=== Begin Enclosure ===

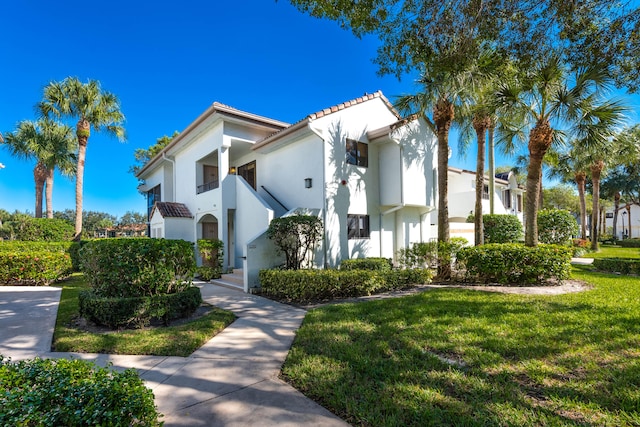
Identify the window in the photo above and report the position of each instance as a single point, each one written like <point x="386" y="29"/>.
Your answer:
<point x="507" y="199"/>
<point x="357" y="153"/>
<point x="153" y="196"/>
<point x="358" y="226"/>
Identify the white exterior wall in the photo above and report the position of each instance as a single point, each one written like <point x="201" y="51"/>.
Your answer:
<point x="284" y="170"/>
<point x="361" y="189"/>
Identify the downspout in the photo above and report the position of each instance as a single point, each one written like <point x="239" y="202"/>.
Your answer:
<point x="173" y="175"/>
<point x="325" y="263"/>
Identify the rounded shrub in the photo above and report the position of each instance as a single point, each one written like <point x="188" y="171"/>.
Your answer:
<point x="136" y="280"/>
<point x="45" y="392"/>
<point x="501" y="228"/>
<point x="512" y="263"/>
<point x="556" y="226"/>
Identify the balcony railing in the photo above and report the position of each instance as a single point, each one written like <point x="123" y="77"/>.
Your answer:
<point x="207" y="186"/>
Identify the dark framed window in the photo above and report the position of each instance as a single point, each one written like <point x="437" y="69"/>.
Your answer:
<point x="153" y="196"/>
<point x="358" y="226"/>
<point x="357" y="153"/>
<point x="507" y="199"/>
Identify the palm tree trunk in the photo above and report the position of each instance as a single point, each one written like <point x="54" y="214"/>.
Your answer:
<point x="49" y="193"/>
<point x="82" y="131"/>
<point x="616" y="207"/>
<point x="492" y="168"/>
<point x="580" y="178"/>
<point x="596" y="171"/>
<point x="39" y="176"/>
<point x="540" y="139"/>
<point x="480" y="125"/>
<point x="443" y="115"/>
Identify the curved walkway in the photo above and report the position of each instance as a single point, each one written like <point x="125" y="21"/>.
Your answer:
<point x="230" y="381"/>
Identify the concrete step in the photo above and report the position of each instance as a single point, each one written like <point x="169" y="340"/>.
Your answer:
<point x="233" y="280"/>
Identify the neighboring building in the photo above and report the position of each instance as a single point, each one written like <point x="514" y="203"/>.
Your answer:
<point x="508" y="195"/>
<point x="628" y="224"/>
<point x="365" y="171"/>
<point x="508" y="199"/>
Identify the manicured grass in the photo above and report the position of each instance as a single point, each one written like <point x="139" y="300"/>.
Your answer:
<point x="462" y="357"/>
<point x="181" y="340"/>
<point x="611" y="251"/>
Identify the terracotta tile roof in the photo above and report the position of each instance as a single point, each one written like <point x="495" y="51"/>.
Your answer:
<point x="172" y="210"/>
<point x="325" y="112"/>
<point x="360" y="100"/>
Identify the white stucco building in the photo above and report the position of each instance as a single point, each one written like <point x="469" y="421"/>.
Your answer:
<point x="365" y="171"/>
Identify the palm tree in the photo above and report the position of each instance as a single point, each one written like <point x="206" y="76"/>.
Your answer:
<point x="441" y="92"/>
<point x="51" y="145"/>
<point x="544" y="95"/>
<point x="93" y="108"/>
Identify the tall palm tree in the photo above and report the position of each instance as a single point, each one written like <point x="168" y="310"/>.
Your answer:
<point x="52" y="145"/>
<point x="93" y="108"/>
<point x="545" y="96"/>
<point x="442" y="91"/>
<point x="571" y="167"/>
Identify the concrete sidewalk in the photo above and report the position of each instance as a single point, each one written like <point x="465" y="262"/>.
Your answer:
<point x="231" y="381"/>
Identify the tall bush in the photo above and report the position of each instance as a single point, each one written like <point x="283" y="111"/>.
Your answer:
<point x="556" y="226"/>
<point x="296" y="236"/>
<point x="132" y="267"/>
<point x="502" y="228"/>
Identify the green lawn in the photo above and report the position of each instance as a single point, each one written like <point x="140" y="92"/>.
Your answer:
<point x="611" y="251"/>
<point x="462" y="357"/>
<point x="179" y="340"/>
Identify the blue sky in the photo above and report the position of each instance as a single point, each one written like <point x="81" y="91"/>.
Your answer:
<point x="167" y="62"/>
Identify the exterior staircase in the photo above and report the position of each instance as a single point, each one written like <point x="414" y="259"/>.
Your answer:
<point x="234" y="280"/>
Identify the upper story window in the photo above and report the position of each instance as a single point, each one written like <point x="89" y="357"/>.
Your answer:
<point x="358" y="226"/>
<point x="153" y="196"/>
<point x="357" y="153"/>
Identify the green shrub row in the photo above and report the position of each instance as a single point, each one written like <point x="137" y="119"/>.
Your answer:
<point x="132" y="267"/>
<point x="629" y="243"/>
<point x="501" y="228"/>
<point x="37" y="229"/>
<point x="137" y="312"/>
<point x="511" y="263"/>
<point x="302" y="286"/>
<point x="617" y="265"/>
<point x="72" y="248"/>
<point x="426" y="254"/>
<point x="372" y="263"/>
<point x="45" y="392"/>
<point x="35" y="268"/>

=== End Enclosure ===

Only the pictures are to be dropped; all other material above must be repeated exactly.

- **COMPLETED EXERCISE**:
Identify the window in the photo above and report the position of each instance as a single point, each one written like <point x="386" y="29"/>.
Your answer:
<point x="507" y="199"/>
<point x="357" y="153"/>
<point x="153" y="196"/>
<point x="358" y="226"/>
Identify the white exterior wall in the photo above and report the position of each instance as a single point, each one written like <point x="201" y="51"/>.
Your answer:
<point x="284" y="170"/>
<point x="361" y="189"/>
Identify the downspout in the photo above and report the position of each instance as a single point, each one written like <point x="239" y="202"/>.
Your answer:
<point x="173" y="175"/>
<point x="325" y="263"/>
Identify the rounded shrub in the photo above and report the position of each instance as a single point, each one written like <point x="188" y="171"/>.
Your answer:
<point x="136" y="280"/>
<point x="45" y="392"/>
<point x="501" y="228"/>
<point x="512" y="263"/>
<point x="556" y="226"/>
Identify the balcony railing in the photo above and report the position of each instance as a single point, each one written like <point x="123" y="77"/>.
Your answer:
<point x="207" y="186"/>
Identify the dark framed window in the photo above and report the position of each instance as a single point, each one written like <point x="437" y="69"/>.
Your answer:
<point x="153" y="196"/>
<point x="358" y="226"/>
<point x="357" y="153"/>
<point x="507" y="199"/>
Identify the palm tree trunk in the photo above and report the position of each instance as a single point, each one written like <point x="54" y="214"/>.
Your answer:
<point x="49" y="193"/>
<point x="82" y="131"/>
<point x="616" y="207"/>
<point x="492" y="168"/>
<point x="580" y="178"/>
<point x="596" y="171"/>
<point x="39" y="176"/>
<point x="540" y="139"/>
<point x="480" y="125"/>
<point x="443" y="115"/>
Identify the curved walkway in the photo above and report the position of each instance as a single point, each one written like <point x="125" y="21"/>.
Your answer:
<point x="230" y="381"/>
Identify the concrete step in the photo above and report the position of each instance as a single point, each one written like <point x="169" y="340"/>.
Your answer:
<point x="233" y="280"/>
Identify the neighboring building in the photo above and report the position of each instance as a single point, each one written like <point x="514" y="203"/>.
Your answer:
<point x="508" y="195"/>
<point x="628" y="224"/>
<point x="365" y="171"/>
<point x="508" y="199"/>
Identify the manicured grass in the photo above and report the position of each instance as a single point, each one written like <point x="139" y="300"/>.
Your answer:
<point x="462" y="357"/>
<point x="181" y="340"/>
<point x="611" y="251"/>
Identify the terracotta tile roof in the photo above and report the position of each instance as a single point, each one written like <point x="495" y="51"/>.
Your answer:
<point x="172" y="210"/>
<point x="325" y="112"/>
<point x="360" y="100"/>
Identify the white stucco building in the photo above and report the position of each instance as a single point, each one written like <point x="469" y="421"/>.
Your answer:
<point x="365" y="171"/>
Identify the palm tree in the photo above and report the position of each instance as a single point, each one written like <point x="206" y="76"/>.
Your answer:
<point x="441" y="92"/>
<point x="51" y="145"/>
<point x="544" y="95"/>
<point x="93" y="108"/>
Identify the tall palm tree in the photo above and report the position of each instance as a single point, each one written like <point x="168" y="310"/>.
Your answer:
<point x="52" y="145"/>
<point x="93" y="108"/>
<point x="545" y="96"/>
<point x="442" y="91"/>
<point x="571" y="167"/>
Identify the concrete sidewalk in the photo above and report the position of each instance as a single point, each one written like <point x="465" y="262"/>.
Your answer:
<point x="231" y="381"/>
Identify the tall bush in the photo above and report the position of each instance as a single point, each one written like <point x="283" y="111"/>.
Your answer:
<point x="556" y="226"/>
<point x="296" y="236"/>
<point x="132" y="267"/>
<point x="502" y="228"/>
Identify the green lawn in the photo above and report the position of each instance as a single point, each one written like <point x="140" y="92"/>.
Your answer:
<point x="611" y="251"/>
<point x="462" y="357"/>
<point x="179" y="340"/>
Identify the blue sky in the photo above and report the position of each instance as a single point, each one written like <point x="81" y="91"/>.
Your answer:
<point x="167" y="62"/>
Identify the exterior staircase in the photo above and report the position of each instance as a single point, each one written like <point x="414" y="259"/>.
Your answer:
<point x="234" y="280"/>
Identify the upper story window in the photo above and report the position of each instance as a single point, each one written like <point x="89" y="357"/>.
Your answer:
<point x="358" y="226"/>
<point x="153" y="196"/>
<point x="357" y="153"/>
Identify the green shrub row in the photo above and report the position of each instance as a single point, each one written like <point x="137" y="119"/>.
Your answer:
<point x="132" y="267"/>
<point x="629" y="243"/>
<point x="501" y="228"/>
<point x="37" y="229"/>
<point x="137" y="312"/>
<point x="511" y="263"/>
<point x="302" y="286"/>
<point x="617" y="265"/>
<point x="72" y="248"/>
<point x="426" y="254"/>
<point x="372" y="263"/>
<point x="45" y="392"/>
<point x="35" y="268"/>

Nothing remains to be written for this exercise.